*REQUIREMENTS*
Return each line of the data below that contains the word "white".

[begin DATA LINES]

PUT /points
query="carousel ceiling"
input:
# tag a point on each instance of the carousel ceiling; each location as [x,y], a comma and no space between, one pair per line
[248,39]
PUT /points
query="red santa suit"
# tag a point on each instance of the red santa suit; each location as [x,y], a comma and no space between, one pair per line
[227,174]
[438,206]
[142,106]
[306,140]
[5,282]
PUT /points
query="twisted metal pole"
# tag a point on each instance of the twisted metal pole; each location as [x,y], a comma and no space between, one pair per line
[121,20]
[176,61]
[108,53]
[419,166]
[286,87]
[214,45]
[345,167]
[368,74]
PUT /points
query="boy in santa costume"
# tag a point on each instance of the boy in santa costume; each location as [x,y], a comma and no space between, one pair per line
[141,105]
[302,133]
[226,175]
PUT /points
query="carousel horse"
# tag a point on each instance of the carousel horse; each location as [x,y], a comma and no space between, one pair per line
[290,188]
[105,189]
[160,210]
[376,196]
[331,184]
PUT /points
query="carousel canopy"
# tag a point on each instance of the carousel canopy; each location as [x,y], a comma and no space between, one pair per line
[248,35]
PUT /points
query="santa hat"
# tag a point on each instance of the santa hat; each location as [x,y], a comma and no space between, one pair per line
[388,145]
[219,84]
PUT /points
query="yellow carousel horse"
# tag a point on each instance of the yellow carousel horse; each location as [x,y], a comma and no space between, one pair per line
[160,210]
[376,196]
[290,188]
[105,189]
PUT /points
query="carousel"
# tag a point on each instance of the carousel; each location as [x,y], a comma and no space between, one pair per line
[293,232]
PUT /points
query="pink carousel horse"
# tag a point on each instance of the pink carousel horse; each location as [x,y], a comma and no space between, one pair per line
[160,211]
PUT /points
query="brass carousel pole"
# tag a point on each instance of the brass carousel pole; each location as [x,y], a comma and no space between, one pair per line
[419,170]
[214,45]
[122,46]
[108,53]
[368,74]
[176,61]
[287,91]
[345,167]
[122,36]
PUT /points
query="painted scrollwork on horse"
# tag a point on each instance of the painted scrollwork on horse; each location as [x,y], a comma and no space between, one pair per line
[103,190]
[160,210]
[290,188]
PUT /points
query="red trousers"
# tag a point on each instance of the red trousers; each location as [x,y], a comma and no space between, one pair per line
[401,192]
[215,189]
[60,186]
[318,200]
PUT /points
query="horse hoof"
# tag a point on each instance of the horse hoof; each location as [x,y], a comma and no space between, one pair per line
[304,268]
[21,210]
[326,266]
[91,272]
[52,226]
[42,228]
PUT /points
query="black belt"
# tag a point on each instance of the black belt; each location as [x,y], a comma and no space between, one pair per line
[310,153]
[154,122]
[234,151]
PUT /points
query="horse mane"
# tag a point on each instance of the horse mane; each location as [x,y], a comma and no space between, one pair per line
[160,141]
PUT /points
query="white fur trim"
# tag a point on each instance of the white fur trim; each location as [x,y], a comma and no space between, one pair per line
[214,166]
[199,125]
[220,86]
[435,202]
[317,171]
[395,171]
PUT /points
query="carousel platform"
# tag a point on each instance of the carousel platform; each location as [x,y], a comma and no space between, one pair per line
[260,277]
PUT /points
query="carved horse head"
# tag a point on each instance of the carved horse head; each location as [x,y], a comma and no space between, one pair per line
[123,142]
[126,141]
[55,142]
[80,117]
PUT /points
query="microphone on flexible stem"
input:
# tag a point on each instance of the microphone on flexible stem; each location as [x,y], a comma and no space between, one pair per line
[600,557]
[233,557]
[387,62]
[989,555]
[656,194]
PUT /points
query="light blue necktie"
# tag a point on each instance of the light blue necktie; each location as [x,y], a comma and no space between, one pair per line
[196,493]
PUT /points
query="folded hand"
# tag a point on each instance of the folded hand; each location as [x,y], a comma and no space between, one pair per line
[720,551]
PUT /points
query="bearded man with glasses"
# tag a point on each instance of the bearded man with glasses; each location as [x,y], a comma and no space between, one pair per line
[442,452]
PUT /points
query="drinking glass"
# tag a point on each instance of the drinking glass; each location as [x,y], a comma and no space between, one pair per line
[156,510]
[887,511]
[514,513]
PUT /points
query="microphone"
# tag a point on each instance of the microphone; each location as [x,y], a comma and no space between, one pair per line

[end DATA LINES]

*TASK ANSWER*
query="white fur trim"
# tag a point on each instance of the white fur trim; each location as [x,y], a comma and no space between, one pair per line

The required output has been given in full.